Set task 1:
Can you reproduce the adversarial training article from "Zeming Wei et al. take" through "stabilizing the performance.", swapping each "weakest" for "most vulnerable"?

Selection:
(begin)

Adversarial training: a security workout for AI models


This week, we continue the AI security @ CVPR ’23 series with adversarial training (AT). AT amends the model’s training dataset with examples crafted specifically to bolster the model’s robustness. The classic AT approach to making a certain class more robust is to add adversarially perturbed images of that class to the training data with the correct label. By doing this, we hope that the model learns to ignore perturbations, because it has seen them in the training data. Adversarial training is a cornerstone of adversarial defense, so it is no surprise it received attention at CVPR ’23. We have seen 9 papers on adversarial training at the conference, summarized below.

Proper training takes class

One of the most ancient rules of security, far predating AI and computer security, is that the attacker will most likely strike at the weakest point in the defenses. Why spend a lot of effort and resources to scale high castle walls if the defenders left a service door on the side open? In machine learning and related disciplines, we know for a fact that not all classes are equally “easy” for a model. Some are harder than others, so the model can be perceived as weaker due to the hard classes. It is reasonable to assume the same is true when looking at adversarial robustness: some classes may be more attackable than others. Therefore, it makes sense to look at adversarial training class-wise.

Universal adversarial perturbations
Fig. 1: Universal adversarial perturbations (UAPs) for various model architectures. Adding a UAP to any image confuses the model, resulting in misclassification. From Moosavi-Dezfooli et al.: Universal adversarial perturbations (CVPR ’17).

J. Dong et al. present a remarkable idea inspired by universal adversarial perturbations (UAPs), introduced in the seminal CVPR ’17 paper by Moosavi-Dezfooli et al. UAPs are adversarial perturbations that are universal for the given model: adding them to any image will highly likely cause the model to misclassify it. Fig. 1 shows examples of UAPs for various model architectures. J. Dong et al. observe that an adversarial perturbation is essentially a small movement away from the class center across the boundary. By inverting the process and moving in the opposite direction, we move towards the class center, essentially creating a friendly perturbation that helps the classifier. J. Dong et al. move towards a “universal friendly perturbation” by aggregating friendly perturbations of individual instances across classes. Adding these “class-universal friendly perturbations” to the training data compels the model to classify perturbed images closer to the class center. This in turn increases adversarial defense. In my opinion, this paper is quite exciting, presenting a powerful, yet simple idea. Certainly one of my favorites!

Zeming Wei et al. take a deeper look at the weakest classes. A key observation they make is that the least robust class fluctuates across the training epochs. For example, at epoch 24 bird is the weakest class, and at epoch 65 cars are weakest instead. A common adversarial training strategy is to pick the model from the training epoch with the highest overall robustness. That might not be ideal, because it just leaves the class with the lowest robustness in that epoch in the dust. To remedy this, Zeming Wei et al. propose calibrated fair adversarial training (CFA.) CFA adapts the attack configuration for different classes to current class-wise robustness, stabilizing the performance.

(end)

Set task 2:
Can you turn the entries below, from the line that contains "TARGET = red matte ornament" through the last entry, into a two-column CSV with columns request and points? Use one row per entry, put each field in quotes, and replace line breaks with spaces.

Information shown:

(begin)

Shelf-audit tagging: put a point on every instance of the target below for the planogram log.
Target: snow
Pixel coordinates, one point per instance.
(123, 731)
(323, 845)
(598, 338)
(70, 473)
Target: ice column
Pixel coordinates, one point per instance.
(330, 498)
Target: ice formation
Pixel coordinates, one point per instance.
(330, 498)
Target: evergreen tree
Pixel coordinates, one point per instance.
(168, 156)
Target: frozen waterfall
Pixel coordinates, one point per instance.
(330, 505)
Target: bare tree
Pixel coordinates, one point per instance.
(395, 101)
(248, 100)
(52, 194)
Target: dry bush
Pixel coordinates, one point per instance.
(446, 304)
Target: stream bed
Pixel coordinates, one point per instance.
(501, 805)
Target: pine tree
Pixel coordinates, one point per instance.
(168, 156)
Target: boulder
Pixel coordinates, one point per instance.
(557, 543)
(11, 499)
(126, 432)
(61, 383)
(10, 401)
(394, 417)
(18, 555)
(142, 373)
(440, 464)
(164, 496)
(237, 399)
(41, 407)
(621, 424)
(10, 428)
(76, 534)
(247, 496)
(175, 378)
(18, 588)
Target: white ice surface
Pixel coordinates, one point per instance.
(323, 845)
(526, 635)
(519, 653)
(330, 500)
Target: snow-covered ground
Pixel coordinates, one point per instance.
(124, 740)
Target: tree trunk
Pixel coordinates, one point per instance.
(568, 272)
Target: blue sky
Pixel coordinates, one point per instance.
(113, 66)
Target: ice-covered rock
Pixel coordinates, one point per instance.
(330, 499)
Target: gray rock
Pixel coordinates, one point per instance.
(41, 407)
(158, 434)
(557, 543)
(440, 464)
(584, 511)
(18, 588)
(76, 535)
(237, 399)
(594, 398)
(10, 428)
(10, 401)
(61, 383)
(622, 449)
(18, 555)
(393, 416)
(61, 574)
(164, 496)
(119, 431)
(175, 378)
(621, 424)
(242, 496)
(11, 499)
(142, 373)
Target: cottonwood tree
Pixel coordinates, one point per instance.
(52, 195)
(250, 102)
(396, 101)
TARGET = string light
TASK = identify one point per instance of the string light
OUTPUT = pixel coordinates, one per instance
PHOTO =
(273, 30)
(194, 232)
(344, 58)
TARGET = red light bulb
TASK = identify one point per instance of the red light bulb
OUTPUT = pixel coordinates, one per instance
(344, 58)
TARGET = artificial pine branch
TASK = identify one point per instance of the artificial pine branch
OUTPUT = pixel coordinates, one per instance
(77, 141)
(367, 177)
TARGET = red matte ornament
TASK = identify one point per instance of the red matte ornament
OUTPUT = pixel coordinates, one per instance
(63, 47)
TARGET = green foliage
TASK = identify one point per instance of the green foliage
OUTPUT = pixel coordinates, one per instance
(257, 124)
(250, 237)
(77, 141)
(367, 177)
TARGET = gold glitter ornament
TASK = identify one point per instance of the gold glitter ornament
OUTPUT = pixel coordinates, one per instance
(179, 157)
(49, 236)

(end)

Answer 1:
Zeming Wei et al. take a deeper look at the most vulnerable classes. A key observation they make is that the least robust class fluctuates across the training epochs. For example, at epoch 24 bird is the most vulnerable class, and at epoch 65 cars are most vulnerable instead. A common adversarial training strategy is to pick the model from the training epoch with the highest overall robustness. That might not be ideal, because it just leaves the class with the lowest robustness in that epoch in the dust. To remedy this, Zeming Wei et al. propose calibrated fair adversarial training (CFA.) CFA adapts the attack configuration for different classes to current class-wise robustness, stabilizing the performance.

Answer 2:
request,points
"TARGET = red matte ornament TASK = identify one point per instance of the red matte ornament OUTPUT = pixel coordinates, one per instance","(63, 47)"
"TARGET = green foliage TASK = identify one point per instance of the green foliage OUTPUT = pixel coordinates, one per instance","(257, 124) (250, 237) (77, 141) (367, 177)"
"TARGET = gold glitter ornament TASK = identify one point per instance of the gold glitter ornament OUTPUT = pixel coordinates, one per instance","(179, 157) (49, 236)"